_PROVIDED PASSAGE_.
○ ○ ○

This project offers a lightweight, procedural unit testing framework based on nothing but standard Fortran.
Integration with meson, cmake and Fortran package manager (fpm) is available.
Alternatively, the testdrive.F90
source file can be redistributed in the project's testsuite as well.
Testsuites are defined by a collect_interface
returning a set of unittest_type
objects.
To create a new test use the new_unittest
constructor, which requires a test identifier and a procedure with a test_interface
compatible signature.
The error status is communicated by the allocation status of an error_type
.
The necessary boilerplate code to setup the test entry point is just
program tester
use, intrinsic :: iso_fortran_env, only : error_unit
use testdrive, only : run_testsuite, new_testsuite, testsuite_type
use test_suite1, only : collect_suite1
use test_suite2, only : collect_suite2
implicit none
integer :: stat, is
type(testsuite_type), allocatable :: testsuites(:)
character(len=*), parameter :: fmt = '("#", *(1x, a))'
stat = 0
testsuites = [ &
new_testsuite("suite1", collect_suite1), &
new_testsuite("suite2", collect_suite2) &
]
do is = 1, size(testsuites)
write(error_unit, fmt) "Testing:", testsuites(is)%name
call run_testsuite(testsuites(is)%collect, error_unit, stat)
end do
if (stat > 0) then
write(error_unit, '(i0, 1x, a)') stat, "test(s) failed!"
error stop
end if
end program tester
Every test is defined in a separate module using a collect
function, which is exported and added to the testsuites
array in the test runner.
All tests have a simple interface with just an allocatable error_type
as output to provide the test results.
module test_suite1
use testdrive, only : new_unittest, unittest_type, error_type, check
implicit none
private
public :: collect_suite1
contains
!> Collect all exported unit tests
subroutine collect_suite1(testsuite)
!> Collection of tests
type(unittest_type), allocatable, intent(out) :: testsuite(:)
testsuite = [ &
new_unittest("valid", test_valid), &
new_unittest("invalid", test_invalid, should_fail=.true.) &
]
end subroutine collect_suite1
subroutine test_valid(error)
type(error_type), allocatable, intent(out) :: error
! ...
end subroutine test_valid
subroutine test_invalid(error)

○ ○ ○

_WHAT YOU NEED TO DO_.
Carry the text on the Fortran unit testing framework forward from the last line shown.

Region segmentation data:
○ ○ ○

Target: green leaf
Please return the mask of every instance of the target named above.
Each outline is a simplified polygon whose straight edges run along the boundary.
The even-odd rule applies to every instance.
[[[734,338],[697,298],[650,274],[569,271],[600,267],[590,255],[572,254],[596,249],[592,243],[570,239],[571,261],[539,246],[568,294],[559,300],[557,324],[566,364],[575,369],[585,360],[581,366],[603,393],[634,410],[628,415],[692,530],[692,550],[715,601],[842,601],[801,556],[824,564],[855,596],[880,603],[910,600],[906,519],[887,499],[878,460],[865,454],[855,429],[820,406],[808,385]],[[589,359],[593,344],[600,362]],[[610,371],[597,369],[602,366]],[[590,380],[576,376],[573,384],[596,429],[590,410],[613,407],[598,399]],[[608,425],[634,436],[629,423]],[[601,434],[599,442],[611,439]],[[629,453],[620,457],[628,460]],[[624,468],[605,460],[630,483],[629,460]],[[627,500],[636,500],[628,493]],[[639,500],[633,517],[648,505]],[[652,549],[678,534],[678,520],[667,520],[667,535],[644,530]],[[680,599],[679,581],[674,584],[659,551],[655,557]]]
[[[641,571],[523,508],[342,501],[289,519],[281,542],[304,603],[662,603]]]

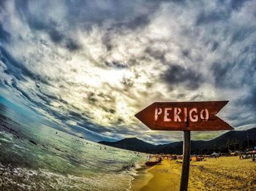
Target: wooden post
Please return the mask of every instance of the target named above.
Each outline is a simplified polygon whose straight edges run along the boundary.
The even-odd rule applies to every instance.
[[[189,162],[190,162],[190,131],[184,131],[183,162],[181,178],[180,191],[187,191],[189,184]]]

○ ○ ○

_ANSWER TO THE PROBLEM_.
type(error_type), allocatable, intent(out) :: error
! ...
end subroutine test_invalid
end module test_suite1
The procedures defining the tests can contain any Fortran code required for checking the correctness of the project.
An easy way to do so is provided by the generic check
function.
subroutine test_valid(error)
type(error_type), allocatable, intent(out) :: error
call check(error, 1 + 2 == 3)
if (allocated(error)) return
! equivalent to the above
call check(error, 1 + 2, 3)
if (allocated(error)) return
end subroutine test_valid
After each check, the status of the error should be checked. Uncaught errors will not be silently dropped, instead the error will be caught, its message displayed and the run aborted. Possible ways to use check are listed below
available checks | arguments |
---|---|
logical check | error, logical, ... |
status check | error, integer, ... |
logical comparison | error, logical, logical, ... |
integer comparison | error, integer, ... |
character comparison | error, character, character, ... |
real comparison | error, real, real, ..., thr=real, rel=logical |
real NaN check | error, real, ... |
complex comparison | error, complex, complex, ..., thr=real, rel=logical |
complex NaN check | error, complex, ... |
Each check will generate a meaningful error message based on the available arguments, but can also be provided with a custom error message instead.
To generate custom checks the test_failed
procedure is available to generate error messages
subroutine test_custom(error)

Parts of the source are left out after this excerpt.